| Exercise prompt |
Exact copy without images: repeat every entry as written.
──────
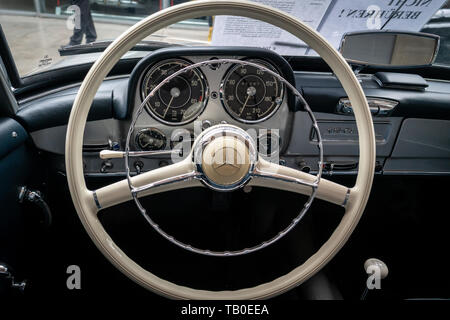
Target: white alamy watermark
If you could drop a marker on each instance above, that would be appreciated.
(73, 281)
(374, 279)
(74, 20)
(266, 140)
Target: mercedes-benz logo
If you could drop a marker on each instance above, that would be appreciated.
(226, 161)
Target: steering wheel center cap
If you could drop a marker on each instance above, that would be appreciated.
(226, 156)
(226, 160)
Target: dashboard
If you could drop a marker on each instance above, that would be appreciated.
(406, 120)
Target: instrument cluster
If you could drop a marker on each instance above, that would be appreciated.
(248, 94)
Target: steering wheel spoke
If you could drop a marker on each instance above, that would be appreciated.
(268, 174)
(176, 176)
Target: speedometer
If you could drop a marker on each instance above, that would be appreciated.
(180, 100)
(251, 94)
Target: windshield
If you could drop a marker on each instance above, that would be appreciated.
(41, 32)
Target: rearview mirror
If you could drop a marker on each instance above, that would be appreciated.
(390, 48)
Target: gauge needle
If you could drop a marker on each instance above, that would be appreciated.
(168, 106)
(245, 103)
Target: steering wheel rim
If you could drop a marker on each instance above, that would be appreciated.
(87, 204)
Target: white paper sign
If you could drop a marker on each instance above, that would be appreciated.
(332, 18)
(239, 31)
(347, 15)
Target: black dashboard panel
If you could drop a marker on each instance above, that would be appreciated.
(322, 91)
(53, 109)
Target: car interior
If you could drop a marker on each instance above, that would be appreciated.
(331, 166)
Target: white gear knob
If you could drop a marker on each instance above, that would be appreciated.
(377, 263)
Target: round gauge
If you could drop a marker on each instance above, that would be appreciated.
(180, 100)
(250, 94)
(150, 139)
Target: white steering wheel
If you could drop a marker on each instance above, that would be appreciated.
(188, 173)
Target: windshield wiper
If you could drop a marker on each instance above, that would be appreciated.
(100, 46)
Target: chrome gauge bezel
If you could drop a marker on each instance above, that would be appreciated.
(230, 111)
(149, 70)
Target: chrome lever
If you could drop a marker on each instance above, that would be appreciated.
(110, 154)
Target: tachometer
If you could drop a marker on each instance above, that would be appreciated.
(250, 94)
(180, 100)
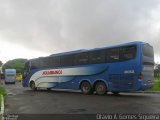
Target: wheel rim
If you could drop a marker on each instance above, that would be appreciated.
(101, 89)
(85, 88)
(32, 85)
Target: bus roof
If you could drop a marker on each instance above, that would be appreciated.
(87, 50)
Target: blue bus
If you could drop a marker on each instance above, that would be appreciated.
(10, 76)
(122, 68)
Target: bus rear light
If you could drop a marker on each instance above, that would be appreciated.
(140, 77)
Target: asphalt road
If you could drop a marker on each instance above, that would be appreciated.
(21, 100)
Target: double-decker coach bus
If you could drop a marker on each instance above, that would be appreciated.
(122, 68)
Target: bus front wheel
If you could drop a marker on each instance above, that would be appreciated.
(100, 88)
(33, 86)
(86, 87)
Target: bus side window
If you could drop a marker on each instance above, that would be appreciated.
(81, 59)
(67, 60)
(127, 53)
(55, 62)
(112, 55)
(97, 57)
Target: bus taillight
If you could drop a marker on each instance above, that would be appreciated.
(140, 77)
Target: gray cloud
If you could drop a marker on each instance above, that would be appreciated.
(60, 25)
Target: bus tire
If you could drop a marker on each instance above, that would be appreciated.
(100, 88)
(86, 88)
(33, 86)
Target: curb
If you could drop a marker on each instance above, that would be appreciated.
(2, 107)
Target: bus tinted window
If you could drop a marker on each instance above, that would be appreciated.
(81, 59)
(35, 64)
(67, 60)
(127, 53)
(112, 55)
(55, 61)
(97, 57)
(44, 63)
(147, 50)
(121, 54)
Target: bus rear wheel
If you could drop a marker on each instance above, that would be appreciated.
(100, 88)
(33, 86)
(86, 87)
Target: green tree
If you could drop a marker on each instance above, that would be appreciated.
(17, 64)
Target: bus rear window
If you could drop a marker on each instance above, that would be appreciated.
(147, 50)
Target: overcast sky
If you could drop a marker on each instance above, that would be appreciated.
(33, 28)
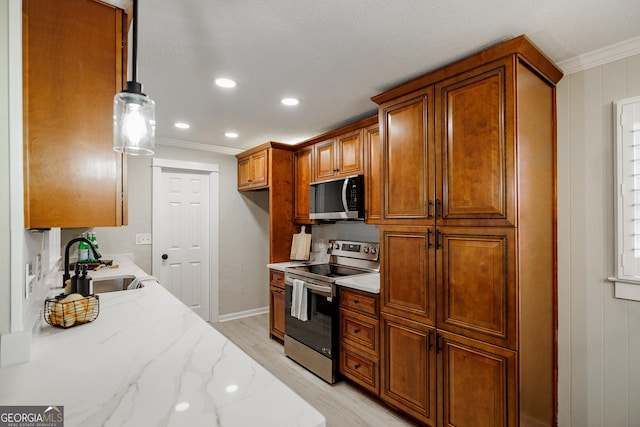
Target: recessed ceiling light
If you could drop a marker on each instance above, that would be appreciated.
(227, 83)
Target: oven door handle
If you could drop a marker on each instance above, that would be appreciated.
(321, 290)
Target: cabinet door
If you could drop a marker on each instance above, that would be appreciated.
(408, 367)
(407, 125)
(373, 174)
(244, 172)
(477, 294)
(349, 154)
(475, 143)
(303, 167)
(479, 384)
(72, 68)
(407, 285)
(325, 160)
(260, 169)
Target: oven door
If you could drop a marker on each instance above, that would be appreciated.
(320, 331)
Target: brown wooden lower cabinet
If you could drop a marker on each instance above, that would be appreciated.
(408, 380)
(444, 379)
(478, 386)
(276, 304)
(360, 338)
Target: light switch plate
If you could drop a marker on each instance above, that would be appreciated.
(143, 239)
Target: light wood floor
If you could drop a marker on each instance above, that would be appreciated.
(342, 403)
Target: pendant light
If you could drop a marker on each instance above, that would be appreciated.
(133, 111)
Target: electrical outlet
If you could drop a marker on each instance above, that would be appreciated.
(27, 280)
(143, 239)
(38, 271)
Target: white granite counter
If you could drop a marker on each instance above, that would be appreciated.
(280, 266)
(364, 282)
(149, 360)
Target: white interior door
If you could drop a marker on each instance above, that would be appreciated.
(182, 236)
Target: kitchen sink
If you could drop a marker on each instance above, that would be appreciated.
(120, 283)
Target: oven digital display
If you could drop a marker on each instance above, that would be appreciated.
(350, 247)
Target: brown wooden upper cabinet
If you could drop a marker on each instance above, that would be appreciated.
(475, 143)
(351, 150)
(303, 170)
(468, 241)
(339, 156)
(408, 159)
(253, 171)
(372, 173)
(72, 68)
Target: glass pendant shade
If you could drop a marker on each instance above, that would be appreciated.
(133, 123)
──────
| Response area |
Target: white alamy watermark
If you could drop a marker on each instance above, that would be appreciated.
(73, 281)
(374, 279)
(74, 20)
(266, 140)
Target: mercedes-benz logo
If you could drop a marker on each instance above, that would be appreciated.
(226, 161)
Target: steering wheel center cap
If you could drop a marker on each instance above, that would be appreciated.
(226, 156)
(226, 160)
Target: dashboard
If you could drop a marker on each instance above, that would be appreciated.
(406, 120)
Target: instrument cluster
If you could drop a marker on each instance above, that would be appreciated.
(248, 94)
Target: steering wheel spoke
If you could drop a marker on each instance above, that would be appreciated.
(268, 174)
(176, 176)
Target: speedometer
If you could drop a marker on each instance above, that would be appreciated.
(180, 100)
(251, 94)
Target: windshield
If you could drop a marker on each instance above, that would be appreciated.
(41, 32)
Target: rearview mirror
If you could drop a marker on each instance above, that would be appreciated.
(390, 48)
Target: gauge needle
If you could drop a marker on each instance above, that would be appreciated.
(168, 106)
(245, 103)
Target: steering wheel rim
If you could drop a marker on each instance above, that would be appreciated.
(87, 204)
Target: white paper sign
If you could drop a marker on each instance above, that would be appreciated.
(332, 18)
(239, 31)
(347, 15)
Target: black dashboard panel
If you could drop a marker on each instance above, that would be appreciated.
(322, 91)
(53, 109)
Target: car interior
If you could drop a marker on each instance above, that would be appreciated.
(331, 166)
Target: white gear knob
If you could drop a marker on each instance above, that would be appreciated.
(377, 263)
Target: round gauge
If you could drop a marker on each instance above, that would be appreciated.
(180, 100)
(250, 94)
(150, 139)
Target: white steering wheel
If you could drop a marker on each instance above, that would be appreciated.
(188, 173)
Target: windshield wiper
If you could drop a marker on each instance above, that would be appreciated.
(100, 46)
Target: chrome gauge bezel
If you could drop a marker on each instance above, that would be appreciated.
(230, 111)
(149, 70)
Target: chrome lever
If you could drop a marker on each instance above, that would be appreciated.
(110, 154)
Target: tachometer
If you could drop a marker on each instance above, that would be appreciated.
(250, 94)
(180, 100)
Target: wheel rim
If you could drop a marker on each instance above, that would be appreciated.
(101, 89)
(85, 88)
(32, 85)
Target: bus roof
If you could drop a marker on each instance above, that would be appreciated.
(87, 50)
Target: blue bus
If you could drop a marker on each instance above, that would be appreciated.
(10, 76)
(122, 68)
Target: bus rear light
If you could drop a marker on each instance above, that would be appreciated.
(140, 77)
Target: asphalt road
If you could drop a marker on each instance above, that would be appreciated.
(21, 100)
Target: double-decker coach bus
If you could drop a marker on each instance above, that would be appreciated.
(122, 68)
Target: bus front wheel
If you could drop a marker on each instance above, that would be appreciated.
(100, 88)
(33, 86)
(86, 87)
Target: bus side window
If you could drop a marker on each instance above, that would be appreciated.
(81, 59)
(67, 60)
(127, 53)
(55, 62)
(112, 55)
(97, 57)
Target: bus taillight
If you could drop a marker on each instance above, that would be appreciated.
(140, 77)
Target: gray cloud
If you could drop a marker on each instance above, that would be appreciated.
(60, 25)
Target: bus tire
If you could drop a marker on each instance above, that would be appreciated.
(100, 88)
(86, 88)
(33, 86)
Target: curb
If you could drop a marker on each instance above, that would be appreciated.
(2, 107)
Target: bus tinted window
If you could drop a marker on each instance above, that would be appreciated.
(81, 59)
(35, 64)
(67, 60)
(127, 53)
(112, 55)
(55, 61)
(97, 57)
(44, 63)
(147, 50)
(121, 54)
Target: bus rear wheel
If you could drop a marker on each instance above, that would be appreciated.
(100, 88)
(33, 86)
(86, 87)
Target: green tree
If you could drop a marker on each instance above, that would be appreciated.
(17, 64)
Target: bus rear window
If you could drop a marker on each instance above, that would be appreciated.
(147, 50)
Target: overcast sky
If you could drop a marker on each instance above, that would be appreciated.
(33, 28)
Target: recessed ceiling light
If you could drop a marker on each instance above, that would be appreciated.
(227, 83)
Target: oven door handle
If you could drop a marker on each instance above, that would be appreciated.
(321, 290)
Target: cabinet door
If you could drop a marker on each instance above, that would be appreciated.
(408, 367)
(407, 125)
(373, 174)
(244, 172)
(477, 294)
(349, 154)
(475, 143)
(303, 167)
(479, 384)
(72, 68)
(407, 285)
(325, 160)
(260, 169)
Target: oven door
If you could drop a marker on each instance above, that would be appreciated.
(320, 331)
Target: brown wooden lower cabinet
If you could drop a marker on each instance above, that would be appreciated.
(408, 380)
(444, 379)
(478, 386)
(276, 304)
(360, 338)
Target: light switch plate
If you could drop a marker on each instance above, that would be appreciated.
(143, 239)
Target: light wood floor
If you could drop a marker on each instance above, that would be appreciated.
(342, 403)
Target: pendant light
If you could drop a marker on each instance above, that would be appreciated.
(133, 111)
Target: electrical outlet
If you could drop a marker on each instance above, that would be appreciated.
(27, 280)
(143, 239)
(38, 271)
Target: white granite counter
If you could drop a marker on each instance above, that would be appreciated.
(280, 266)
(364, 282)
(149, 360)
Target: white interior door
If you could drop a marker on each instance above, that would be appreciated.
(182, 236)
Target: kitchen sink
If you could drop a marker on each instance above, that would be appreciated.
(120, 283)
Target: oven digital display
If you could drop a marker on each instance above, that would be appreciated.
(350, 247)
Target: brown wooden upper cabinet
If you could drop a marker on each instance above, that would be appreciated.
(475, 143)
(351, 150)
(303, 170)
(468, 241)
(339, 156)
(408, 159)
(253, 171)
(372, 173)
(72, 68)
Target: glass pendant shade
If you could drop a marker on each instance above, that would be appreciated.
(133, 123)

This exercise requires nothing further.